Saved data entries

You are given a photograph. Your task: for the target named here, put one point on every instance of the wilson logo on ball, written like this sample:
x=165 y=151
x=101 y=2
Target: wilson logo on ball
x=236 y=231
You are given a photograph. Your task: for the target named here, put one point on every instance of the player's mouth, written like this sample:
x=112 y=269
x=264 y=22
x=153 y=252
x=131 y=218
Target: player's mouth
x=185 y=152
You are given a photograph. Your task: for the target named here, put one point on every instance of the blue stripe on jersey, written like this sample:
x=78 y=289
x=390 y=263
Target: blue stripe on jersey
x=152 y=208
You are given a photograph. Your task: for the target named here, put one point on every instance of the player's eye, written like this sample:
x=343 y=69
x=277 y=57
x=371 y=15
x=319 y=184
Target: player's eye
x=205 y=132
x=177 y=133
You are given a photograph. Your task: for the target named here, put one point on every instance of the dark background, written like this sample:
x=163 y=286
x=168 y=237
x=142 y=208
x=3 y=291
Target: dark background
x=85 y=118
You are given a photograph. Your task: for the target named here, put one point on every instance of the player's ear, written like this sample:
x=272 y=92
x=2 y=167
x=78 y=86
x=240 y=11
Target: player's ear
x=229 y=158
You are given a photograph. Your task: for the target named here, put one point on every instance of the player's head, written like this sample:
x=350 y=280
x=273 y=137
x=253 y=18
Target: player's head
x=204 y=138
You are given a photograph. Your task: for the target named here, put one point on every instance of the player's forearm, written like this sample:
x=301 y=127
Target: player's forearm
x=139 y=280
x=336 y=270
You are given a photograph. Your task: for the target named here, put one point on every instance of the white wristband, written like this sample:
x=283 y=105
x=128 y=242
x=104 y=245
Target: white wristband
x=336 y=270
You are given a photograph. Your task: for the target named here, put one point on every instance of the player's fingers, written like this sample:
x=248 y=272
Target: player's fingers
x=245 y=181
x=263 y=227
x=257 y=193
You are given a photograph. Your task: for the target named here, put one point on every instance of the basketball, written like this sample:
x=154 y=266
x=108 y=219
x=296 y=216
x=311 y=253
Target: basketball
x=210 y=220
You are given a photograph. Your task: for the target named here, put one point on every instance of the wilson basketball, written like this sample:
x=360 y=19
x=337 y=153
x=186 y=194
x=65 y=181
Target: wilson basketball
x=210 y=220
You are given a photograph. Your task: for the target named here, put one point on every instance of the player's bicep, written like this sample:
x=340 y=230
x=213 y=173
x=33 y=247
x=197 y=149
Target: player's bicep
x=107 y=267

Task directions:
All of the entries should be transcribed exactly as they appear.

Finished task:
You are given a photograph. Your task: for the target named here, put one point on every instance of the wilson logo on ball, written like this sample:
x=165 y=151
x=101 y=2
Target: wilson logo on ball
x=236 y=231
You are given a photograph. Your task: for the target named here, put one point on every instance of the player's mouth, written like this sample:
x=112 y=269
x=264 y=22
x=153 y=252
x=131 y=218
Target: player's mouth
x=185 y=152
You are given a photograph. Your task: for the target named here, put one point on every instance of the blue stripe on jersey, written like this sample:
x=78 y=289
x=390 y=263
Target: blue stripe on jersey
x=152 y=208
You are given a photograph. Your task: for the target named here, put one point on every instance of the player's eye, written like this sample:
x=343 y=69
x=277 y=57
x=371 y=15
x=319 y=184
Target: player's eye
x=205 y=132
x=177 y=133
You are given a photograph. Your task: for the target named here, put one point on every instance of the dark background, written like this sample:
x=163 y=286
x=168 y=237
x=142 y=208
x=3 y=291
Target: dark background
x=85 y=118
You are given a photograph. Your task: for the target named here, put one point on every instance of the player's ear, written like this sample:
x=272 y=92
x=2 y=167
x=78 y=86
x=240 y=11
Target: player's ear
x=229 y=158
You are given a photograph. Your task: for the target named here, put one point on every instance of the player's head, written like this sample:
x=350 y=280
x=273 y=137
x=253 y=18
Target: player's head
x=204 y=138
You are given a photograph. Your task: for the target named here, put one point on every instance of the player's forearm, written like this sample:
x=301 y=127
Target: player's forearm
x=139 y=280
x=336 y=270
You are given a photograph. Your task: for the target named here, put one point on every instance of the white wristband, written like this sample:
x=283 y=105
x=128 y=242
x=104 y=245
Target: white wristband
x=336 y=270
You are given a photograph. Your task: for the target named here, put one point on every instance of the player's fingers, written like this sample:
x=248 y=272
Target: player's fingers
x=245 y=181
x=263 y=227
x=257 y=193
You are given a photograph. Your task: for the target named here, put one point on every instance of the basketball, written like this sample:
x=154 y=266
x=108 y=219
x=296 y=216
x=311 y=253
Target: basketball
x=210 y=220
You are given a photograph. Your task: for the target named here, put one point on every instance of the wilson basketball, written like this sample:
x=360 y=19
x=337 y=153
x=186 y=194
x=65 y=181
Target: wilson basketball
x=210 y=220
You are given a photograph. Your task: for the target named here, put one point on every instance of the player's bicep, written like this sample:
x=340 y=230
x=213 y=173
x=33 y=247
x=197 y=149
Target: player's bicep
x=107 y=267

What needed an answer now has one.